# TEXT SEGMENT
◇ ◇ ◇

Monday, 6 January 2020

Jackson: DeSerialize private fields


By default, ObjectMapper instance access the properties that are public fields or have public getters/setters. Let’s confirm the same with an example.

Employee.java
package com.sample.app.model;

public class Employee {
 private String firstName;
 private String lastName;

 @Override
 public String toString() {
  StringBuilder builder = new StringBuilder();
  builder.append("Employee [firstName=");
  builder.append(firstName);
  builder.append(", lastName=");
  builder.append(lastName);
  builder.append("]");
  return builder.toString();
 }

}


App.java
package com.sample.app;

import java.io.IOException;

import com.fasterxml.jackson.core.JsonParseException;
import com.fasterxml.jackson.databind.JsonMappingException;
import com.fasterxml.jackson.databind.ObjectMapper;
import com.sample.app.model.Employee;

public class App {

 public static void main(String args[]) throws JsonParseException, JsonMappingException, IOException {
  String json = "{\"firstName\":\"Krishna\",\"lastName\":\"Ponnam\"}";
  
  ObjectMapper mapper = new ObjectMapper();
  Employee emp = mapper.readValue(json, Employee.class);
  
  System.out.println(emp);
  
 }

}


When you ran App.java, you will get UnrecognizedPropertyException.
Exception in thread "main" com.fasterxml.jackson.databind.exc.UnrecognizedPropertyException: Unrecognized field "firstName" (class com.sample.app.model.Employee), not marked as ignorable (0 known properties: ])
 at [Source: {"firstName":"Krishna","lastName":"Ponnam"}; line: 1, column: 15] (through reference chain: com.sample.app.model.Employee["firstName"])
 at com.fasterxml.jackson.databind.exc.UnrecognizedPropertyException.from(UnrecognizedPropertyException.java:51)
 at com.fasterxml.jackson.databind.DeserializationContext.reportUnknownProperty(DeserializationContext.java:839)
 at com.fasterxml.jackson.databind.deser.std.StdDeserializer.handleUnknownProperty(StdDeserializer.java:1045)
 at com.fasterxml.jackson.databind.deser.BeanDeserializerBase.handleUnknownProperty(BeanDeserializerBase.java:1352)

◇ ◇ ◇

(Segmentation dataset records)

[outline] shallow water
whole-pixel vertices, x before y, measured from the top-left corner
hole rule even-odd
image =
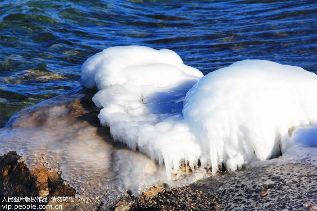
[[[78,86],[86,59],[112,46],[169,48],[205,74],[247,59],[315,71],[316,9],[315,1],[2,1],[1,126]]]

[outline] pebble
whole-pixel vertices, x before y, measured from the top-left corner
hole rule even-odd
[[[267,193],[263,193],[262,194],[261,194],[261,196],[262,197],[264,197],[264,196],[266,196],[268,195]]]
[[[151,199],[141,199],[132,208],[137,210],[219,210],[221,201],[217,194],[208,194],[183,187],[165,190]]]

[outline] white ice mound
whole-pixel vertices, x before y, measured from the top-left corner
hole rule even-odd
[[[203,77],[187,93],[183,112],[214,171],[222,163],[233,170],[255,157],[269,159],[280,146],[284,152],[294,128],[317,121],[316,108],[317,75],[247,60]]]
[[[246,60],[203,76],[172,51],[122,46],[88,58],[81,83],[97,86],[114,139],[164,161],[168,176],[198,160],[215,174],[269,159],[295,128],[317,122],[317,75],[302,68]]]

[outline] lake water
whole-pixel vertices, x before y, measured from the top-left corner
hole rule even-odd
[[[1,3],[1,126],[25,107],[79,86],[88,57],[113,46],[175,51],[204,74],[246,59],[316,72],[313,1]]]

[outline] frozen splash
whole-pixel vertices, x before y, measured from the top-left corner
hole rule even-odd
[[[245,60],[202,76],[171,51],[132,46],[88,59],[81,81],[97,85],[114,139],[164,161],[169,177],[182,163],[214,174],[277,157],[290,131],[317,121],[317,76],[301,67]]]
[[[198,160],[214,173],[222,163],[233,170],[304,160],[295,154],[316,160],[315,75],[249,60],[203,76],[169,50],[106,49],[83,65],[81,83],[96,93],[74,90],[23,110],[0,130],[1,154],[16,151],[30,169],[61,173],[78,198],[104,201],[207,176]],[[283,156],[259,161],[280,146]]]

◇ ◇ ◇

# STATED TASK 1
Using the text on deserializing private fields with Jackson, answer yes or no for each statement and quote the words that decide it: (a) By default, ObjectMapper accesses properties that are public fields or have public getters/setters. (b) The Employee class declares firstName and lastName as public fields. (c) Running App.java produces an UnrecognizedPropertyException.
# STATED TASK 2
Retype the rows from the line containing "[outline] lake water" through the last line of the rows, inclusive.

# COMPLETE OUTPUT 1
(a) Yes: "By default, ObjectMapper instance access the properties that are public fields or have public getters/setters."
(b) No: "private String firstName;" and "private String lastName;"
(c) Yes: "When you ran App.java, you will get UnrecognizedPropertyException."

# COMPLETE OUTPUT 2
[outline] lake water
whole-pixel vertices, x before y, measured from the top-left corner
hole rule even-odd
[[[1,3],[1,126],[25,107],[79,86],[88,57],[113,46],[175,51],[204,74],[246,59],[316,72],[313,1]]]

[outline] frozen splash
whole-pixel vertices, x before y, measured from the top-left corner
hole rule even-odd
[[[245,60],[202,76],[171,51],[132,46],[88,59],[81,81],[97,85],[114,139],[164,161],[169,177],[182,163],[214,174],[277,157],[290,131],[317,121],[317,76],[301,67]]]
[[[198,160],[214,173],[222,163],[233,170],[304,160],[295,154],[316,160],[315,75],[249,60],[203,76],[169,50],[106,49],[83,65],[81,83],[96,93],[74,90],[23,110],[0,130],[1,154],[16,151],[30,169],[61,173],[78,198],[104,201],[207,176]],[[283,156],[259,161],[280,146]]]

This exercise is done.